■ **QUOTED PASSAGE**
## Begin

The Suffering Solitude of Scripture
The Biblical story pulls no punches when it comes to pain. Its pages run red with horrifying tales of national genocide, abuse, slavery and oppression. Yet, it also hints that there's a commonality amongst the people who grew amidst times of suffering. They all had periods alone.
In a time of family bickering and fighting, Jacob grew through a lonely encounter in the wilderness. During a period of slavery and abuse, Moses developed in the dreary lonely days of a shepherd. Paul withdrew to the desert, alone, amidst the guilt and suffering of having killed the innocent. And Jesus launched his ministry by seeking forty days of lonely, suffering solitude.
Why? Because in the space of being alone our real pain surfaces. It is in the space of being alone we are reminded of the deeper things in life.
I'm No Storm Chaser
Most of the most pivotal, growing moments of my life have happened from a place of solitude: at the beach, walking the streets, writing or wandering alone.
I remember one dark stormy night—clichéd, yet true—feeling a nudge in my spirit to drive out of Cambridge, and up Maungakawa, our local hill. I hustled into the wet and maneuvered my car up the winding road. Arriving at the top, I ventured out into the dark, windy rain and stood in the midst of the storm.

## End

■ **REQUEST 1**
In the passage on solitude in Scripture, which hill did the writer drive up on the stormy night?
■ **REQUEST 2**
Continue the passage on solitude and suffering from its last sentence.

■ **RECORDED DATA**
## Begin

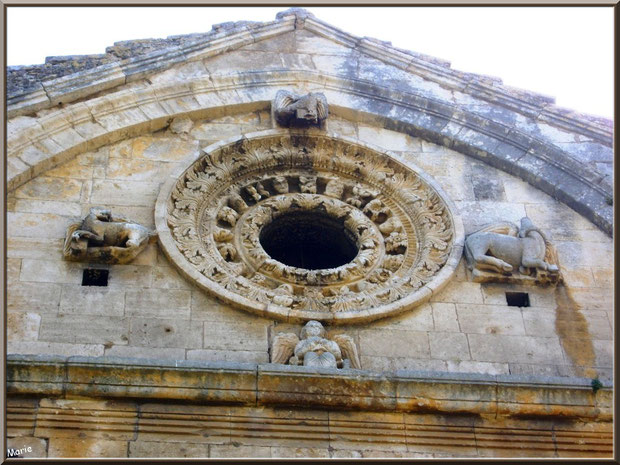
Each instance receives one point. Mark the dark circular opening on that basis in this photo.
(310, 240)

## End
## Begin

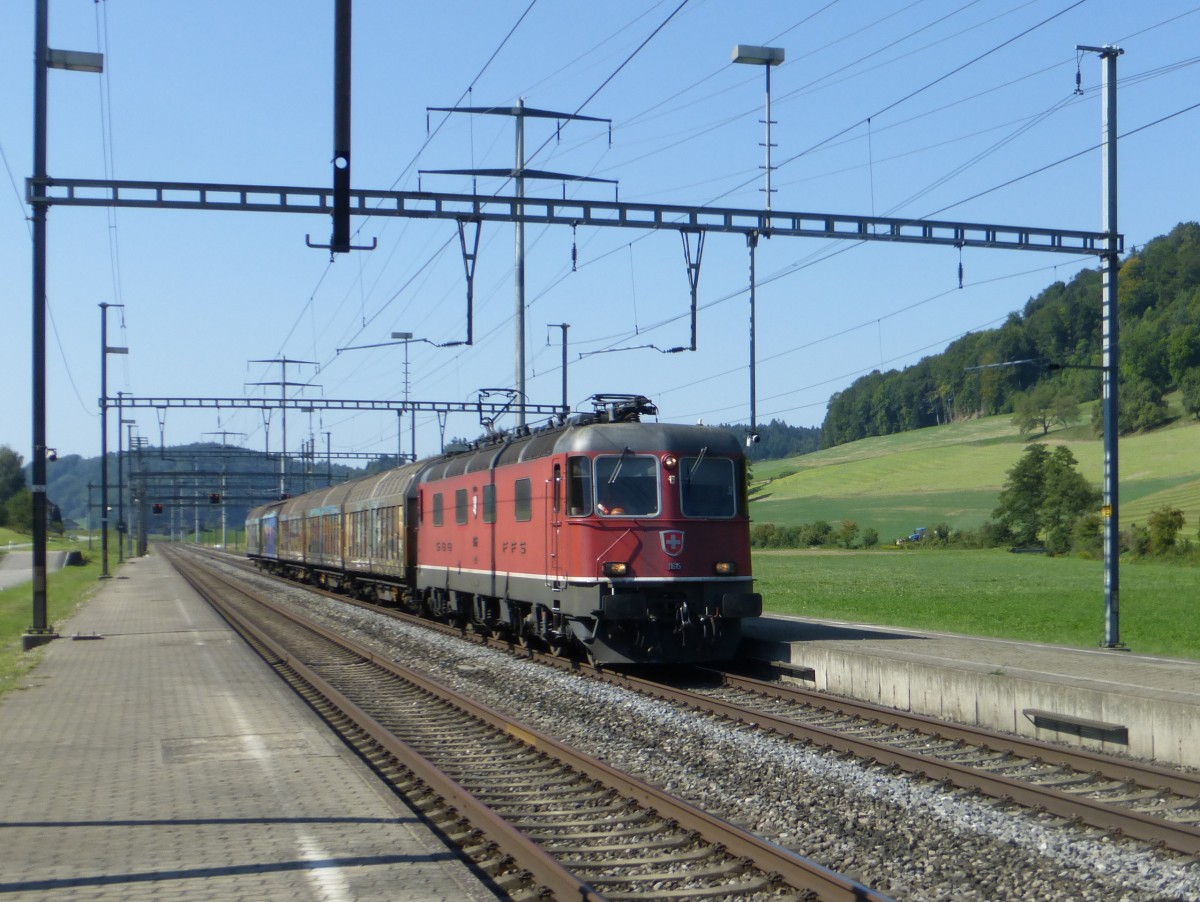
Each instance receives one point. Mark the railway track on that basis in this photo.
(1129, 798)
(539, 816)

## End

■ **EXERCISE RESPONSE 1**
Maungakawa, the local hill outside Cambridge.

■ **EXERCISE RESPONSE 2**
I heard no voice. I did not get warm fuzzies. But I became incredibly aware of my finiteness, my limitations—my suffering and my personal pain amplified. Yet, in the solitude, I also was called to go deeper and face my pain, and to find growth through it.
A few years ago many Christians were talking about the importance of intentional community. I always baulked at the idea, not because I thought it was bad, but because I knew my spiritual gift of incredible social awkwardness would be highlighted.
Christians would form communities, share goods and care for the community, in a lifestyle resonant of the early church. It was tough, but good.
Yet, I never heard of Christians pursuing intentional aloneness. Perhaps it's my latent introversion speaking, but I didn't hear an equal call for people to pursue solitude, in order to face their suffering and pain, and move deeper through it.
In The Problem of Pain, CS Lewis tells us the way to get to the Promised Land is through the wilderness—through the journey of hardship where our old ways are killed and new, life-giving habits are grown. Often, these wilderness journeys happen in solitude.
This is not a call to be a loner, nor is it an idolisation of isolation. Instead, this is a reminder that pain often precedes progress. In our world of constant connection rhythms of solitude can help to speak through our anaesthetised atmosphere and allow painful truths to strike, sink and seed new life within us.
Jeremy is a student and Innovation Consultant (www.creativate.co.nz) who has managed to maintain an average-looking body for 29 years.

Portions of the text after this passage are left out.